**DATA SHOWN**

_____

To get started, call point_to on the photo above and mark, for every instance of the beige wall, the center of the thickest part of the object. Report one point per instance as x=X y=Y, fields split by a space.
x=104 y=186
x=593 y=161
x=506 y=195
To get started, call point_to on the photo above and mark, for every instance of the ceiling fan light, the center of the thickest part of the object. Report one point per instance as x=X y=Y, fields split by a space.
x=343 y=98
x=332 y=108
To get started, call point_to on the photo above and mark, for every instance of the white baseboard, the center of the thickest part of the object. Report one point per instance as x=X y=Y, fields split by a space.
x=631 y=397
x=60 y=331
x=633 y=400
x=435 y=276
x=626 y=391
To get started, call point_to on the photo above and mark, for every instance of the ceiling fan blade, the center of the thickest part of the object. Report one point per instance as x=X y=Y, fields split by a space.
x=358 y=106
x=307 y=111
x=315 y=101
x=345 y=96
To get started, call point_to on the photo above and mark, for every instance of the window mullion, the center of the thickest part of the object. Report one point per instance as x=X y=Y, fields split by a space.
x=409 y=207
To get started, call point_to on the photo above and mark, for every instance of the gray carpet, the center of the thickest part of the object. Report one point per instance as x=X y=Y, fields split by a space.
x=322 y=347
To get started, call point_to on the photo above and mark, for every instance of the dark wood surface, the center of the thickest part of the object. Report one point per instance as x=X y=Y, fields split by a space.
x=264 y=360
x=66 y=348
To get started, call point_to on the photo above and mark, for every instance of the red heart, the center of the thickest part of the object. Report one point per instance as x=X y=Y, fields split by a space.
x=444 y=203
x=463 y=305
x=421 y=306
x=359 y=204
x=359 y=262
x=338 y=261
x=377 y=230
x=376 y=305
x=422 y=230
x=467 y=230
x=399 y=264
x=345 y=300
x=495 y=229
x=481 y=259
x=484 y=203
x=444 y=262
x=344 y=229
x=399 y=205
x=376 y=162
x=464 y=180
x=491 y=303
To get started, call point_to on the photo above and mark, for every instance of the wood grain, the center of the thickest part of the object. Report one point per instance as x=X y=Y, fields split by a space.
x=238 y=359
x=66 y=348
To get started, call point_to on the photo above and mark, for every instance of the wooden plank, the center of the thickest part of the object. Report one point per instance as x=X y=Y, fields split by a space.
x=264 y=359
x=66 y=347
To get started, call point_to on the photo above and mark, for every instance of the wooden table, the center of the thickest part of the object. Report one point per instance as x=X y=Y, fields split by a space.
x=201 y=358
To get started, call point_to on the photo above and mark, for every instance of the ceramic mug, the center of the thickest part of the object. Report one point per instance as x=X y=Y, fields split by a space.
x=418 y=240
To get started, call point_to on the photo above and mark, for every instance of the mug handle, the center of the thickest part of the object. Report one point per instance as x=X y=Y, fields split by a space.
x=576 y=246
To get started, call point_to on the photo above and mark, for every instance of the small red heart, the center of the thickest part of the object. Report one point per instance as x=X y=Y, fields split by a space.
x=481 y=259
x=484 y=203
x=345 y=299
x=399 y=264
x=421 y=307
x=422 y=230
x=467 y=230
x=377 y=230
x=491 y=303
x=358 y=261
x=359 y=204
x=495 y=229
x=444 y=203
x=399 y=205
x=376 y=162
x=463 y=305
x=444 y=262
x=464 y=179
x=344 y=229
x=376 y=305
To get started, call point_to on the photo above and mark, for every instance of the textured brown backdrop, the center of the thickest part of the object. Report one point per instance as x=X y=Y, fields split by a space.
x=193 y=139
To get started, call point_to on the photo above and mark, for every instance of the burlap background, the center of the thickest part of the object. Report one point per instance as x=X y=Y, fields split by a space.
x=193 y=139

_____

**STATED TASK**
Reproduce the material above word for word, from its first line through the line containing "x=626 y=391", with both of those lines included.

**ANSWER TO THE TASK**
To get started, call point_to on the photo above and mark, for every instance of the beige wall, the center of the thickest part of the object. Report one point per instance as x=X y=Y, fields split by a space.
x=104 y=186
x=593 y=161
x=506 y=195
To get started, call point_to on the photo above and mark, for every instance of the ceiling fan light, the center of the thickest part of the object. Report one point per instance as x=X y=Y, fields split by a space.
x=343 y=98
x=332 y=108
To get started, call point_to on the photo above and mark, for every instance of the white baseboard, the center of the thickest part of the object. Report one point per instance as x=X y=Y, fields split by a space.
x=631 y=397
x=60 y=331
x=633 y=400
x=435 y=276
x=626 y=391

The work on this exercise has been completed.